WRITTEN REQUEST ▸ Render the lines of the records below, from the line containing "Our annotation team needs the golden" through the line containing "37 55 272 180", inclusive, as a JSON list of strings with one string per line and blank lines omitted.

** Start of EXCERPTED RECORDS **

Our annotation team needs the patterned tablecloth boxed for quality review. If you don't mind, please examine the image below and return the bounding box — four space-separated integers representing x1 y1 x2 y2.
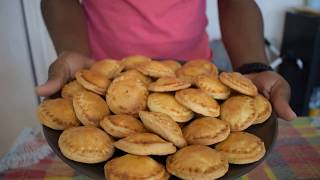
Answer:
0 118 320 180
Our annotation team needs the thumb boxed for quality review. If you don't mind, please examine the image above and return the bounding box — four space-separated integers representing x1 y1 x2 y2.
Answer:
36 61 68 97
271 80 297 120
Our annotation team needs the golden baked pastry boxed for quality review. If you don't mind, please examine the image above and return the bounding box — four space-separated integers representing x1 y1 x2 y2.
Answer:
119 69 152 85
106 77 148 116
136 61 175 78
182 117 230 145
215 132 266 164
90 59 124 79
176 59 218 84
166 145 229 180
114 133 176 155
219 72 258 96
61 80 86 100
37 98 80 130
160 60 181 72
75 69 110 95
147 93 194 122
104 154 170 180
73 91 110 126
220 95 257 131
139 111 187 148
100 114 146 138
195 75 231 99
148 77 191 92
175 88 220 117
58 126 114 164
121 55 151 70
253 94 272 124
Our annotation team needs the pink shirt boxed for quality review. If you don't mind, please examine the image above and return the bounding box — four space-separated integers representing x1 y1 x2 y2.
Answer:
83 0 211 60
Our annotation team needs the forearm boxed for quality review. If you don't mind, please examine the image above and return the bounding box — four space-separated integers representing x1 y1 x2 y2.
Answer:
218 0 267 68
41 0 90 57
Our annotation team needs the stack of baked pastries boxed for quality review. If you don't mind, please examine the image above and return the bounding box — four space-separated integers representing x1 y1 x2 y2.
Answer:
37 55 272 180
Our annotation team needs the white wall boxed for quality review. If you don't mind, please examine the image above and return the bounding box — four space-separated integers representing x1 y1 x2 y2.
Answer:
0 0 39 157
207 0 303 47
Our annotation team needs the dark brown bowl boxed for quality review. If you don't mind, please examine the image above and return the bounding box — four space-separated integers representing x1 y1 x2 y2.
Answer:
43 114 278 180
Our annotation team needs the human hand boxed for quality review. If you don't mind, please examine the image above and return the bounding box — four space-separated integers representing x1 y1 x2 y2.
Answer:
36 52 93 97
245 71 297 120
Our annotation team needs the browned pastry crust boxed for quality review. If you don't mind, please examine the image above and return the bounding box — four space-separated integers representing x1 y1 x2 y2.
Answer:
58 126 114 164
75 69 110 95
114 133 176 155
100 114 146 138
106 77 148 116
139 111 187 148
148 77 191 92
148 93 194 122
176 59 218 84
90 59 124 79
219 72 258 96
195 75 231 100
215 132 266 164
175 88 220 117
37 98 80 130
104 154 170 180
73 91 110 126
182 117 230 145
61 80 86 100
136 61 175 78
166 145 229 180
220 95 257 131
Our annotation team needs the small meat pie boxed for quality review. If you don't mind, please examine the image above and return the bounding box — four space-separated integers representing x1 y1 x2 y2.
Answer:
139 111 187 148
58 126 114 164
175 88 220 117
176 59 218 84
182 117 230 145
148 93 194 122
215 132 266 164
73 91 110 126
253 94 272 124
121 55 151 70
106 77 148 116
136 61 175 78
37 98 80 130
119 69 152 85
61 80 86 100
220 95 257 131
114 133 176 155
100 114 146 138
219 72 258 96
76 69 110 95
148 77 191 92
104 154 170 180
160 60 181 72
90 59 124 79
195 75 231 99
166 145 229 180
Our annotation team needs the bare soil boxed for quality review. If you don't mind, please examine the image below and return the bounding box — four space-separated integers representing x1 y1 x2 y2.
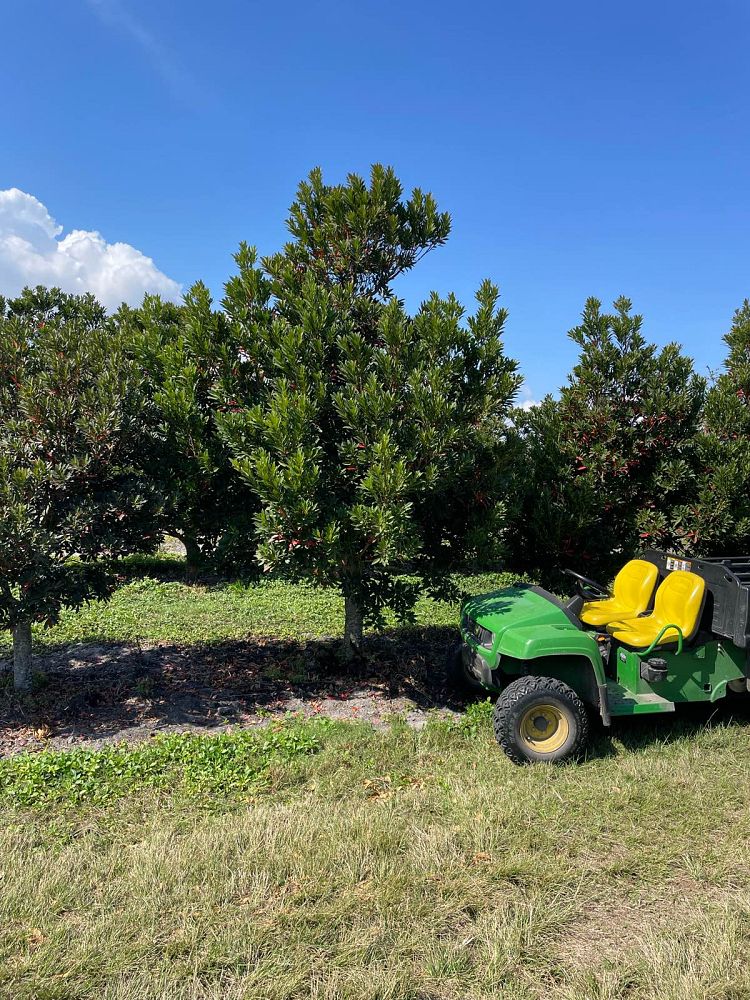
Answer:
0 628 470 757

** End of EXCERPTED RECORDS **

ANSWER ▸
[
  "Our annotation team needs the golden baked pastry boxed for quality review. If you don't mind, please examine the image above and return the bounding box — four space-separated integers representing x1 y1 x2 y2.",
  "Answer:",
  "119 69 152 85",
  "106 77 148 116",
  "136 61 175 78",
  "182 117 230 145",
  "215 132 266 164",
  "90 59 124 79",
  "176 59 218 84",
  "166 145 229 180",
  "114 133 176 155",
  "219 72 258 96",
  "61 80 86 100",
  "37 98 80 130",
  "160 60 181 72",
  "75 69 110 95",
  "147 93 194 122",
  "104 154 170 180",
  "73 91 110 126",
  "220 95 257 131",
  "139 111 187 148",
  "100 114 146 138",
  "195 75 231 99",
  "148 77 191 92",
  "175 88 220 117",
  "58 126 114 164",
  "121 55 151 70",
  "253 94 272 124",
  "Our annotation team needs the pink shirt boxed for quality review. If you don't mind, please examine the image above and return the bounding box — four space-separated integers representing x1 y1 x2 y2.",
  "Answer:",
  "83 0 211 60",
  "Our annotation team needs the forearm boxed for quality review. If you don't mind, please examine the image above and return the bounding box — four space-separated integers representing x1 y1 x2 y2.",
  "Answer:",
  "218 0 267 68",
  "41 0 90 57",
  "Our annotation team needs the stack of baked pastries boxed for quality review. If you don't mind, please examine the image above and return the bounding box — four space-separated integers representing x1 y1 x2 y2.",
  "Answer:",
  "37 55 272 180"
]